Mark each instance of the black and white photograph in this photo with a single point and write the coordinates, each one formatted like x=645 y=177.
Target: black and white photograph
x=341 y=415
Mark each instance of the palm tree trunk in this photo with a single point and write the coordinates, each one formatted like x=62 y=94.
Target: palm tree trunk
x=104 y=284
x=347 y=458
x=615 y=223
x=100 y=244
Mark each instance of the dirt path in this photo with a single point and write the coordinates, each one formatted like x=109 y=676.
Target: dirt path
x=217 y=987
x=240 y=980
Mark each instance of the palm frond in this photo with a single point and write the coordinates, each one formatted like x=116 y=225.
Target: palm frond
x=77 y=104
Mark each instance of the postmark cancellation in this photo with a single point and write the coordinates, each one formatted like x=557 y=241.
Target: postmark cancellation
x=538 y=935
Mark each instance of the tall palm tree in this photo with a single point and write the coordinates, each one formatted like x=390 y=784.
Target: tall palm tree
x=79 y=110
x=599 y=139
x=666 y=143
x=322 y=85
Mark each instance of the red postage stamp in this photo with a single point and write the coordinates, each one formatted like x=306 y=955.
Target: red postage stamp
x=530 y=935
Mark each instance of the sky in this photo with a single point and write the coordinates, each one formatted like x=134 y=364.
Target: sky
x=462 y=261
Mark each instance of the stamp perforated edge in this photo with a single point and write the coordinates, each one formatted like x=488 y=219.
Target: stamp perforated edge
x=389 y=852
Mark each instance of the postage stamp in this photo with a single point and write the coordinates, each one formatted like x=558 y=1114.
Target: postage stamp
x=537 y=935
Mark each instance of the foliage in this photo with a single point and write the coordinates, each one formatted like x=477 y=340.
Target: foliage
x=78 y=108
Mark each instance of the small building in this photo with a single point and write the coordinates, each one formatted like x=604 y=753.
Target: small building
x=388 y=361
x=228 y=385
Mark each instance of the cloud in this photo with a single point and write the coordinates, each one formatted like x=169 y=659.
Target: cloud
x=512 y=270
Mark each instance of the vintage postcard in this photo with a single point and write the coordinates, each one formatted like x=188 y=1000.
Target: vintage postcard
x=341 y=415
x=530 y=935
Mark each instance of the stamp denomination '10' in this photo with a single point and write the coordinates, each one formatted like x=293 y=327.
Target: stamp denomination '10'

● ● ●

Rewrite the records from the line that contains "Mark each instance of the palm frond" through the line that contains "x=537 y=935", keeping the requests in place. Raise every coordinate in the answer points by 57, but leave the requests and their format samples unchanged.

OUTPUT FOR THIS EXERCISE:
Mark each instance of the palm frond in this photo with a single point and write the coordinates, each one formatted like x=116 y=225.
Target: palm frond
x=134 y=161
Mark each instance of the postmark cancellation in this photo with a single point and write the coordinates, each one formatted like x=557 y=241.
Target: postmark cancellation
x=595 y=992
Mark each instance of the tall palm tree in this photo with a single point and write the coordinates, each one formatted like x=390 y=784.
Target: tall palm tree
x=136 y=167
x=656 y=196
x=723 y=200
x=379 y=142
Mark each instance of the red postage stamp in this photo with a single point and write the coordinates, each one formatted like x=306 y=955.
Target: red postage stamp
x=587 y=992
Mark each instance of the sky in this photo with a single point and write the coordinates, each one formatted like x=134 y=364.
Target: sky
x=519 y=318
Mark each instance of the stamp perforated edge in this photo with a single point and write the coordinates, each one formatted like x=488 y=219.
Target: stamp perforated edge
x=446 y=909
Mark each instance of the postage stamp in this photo with a single point and write the coordinates, each one formatted like x=558 y=1114.
Target: postage stamp
x=594 y=992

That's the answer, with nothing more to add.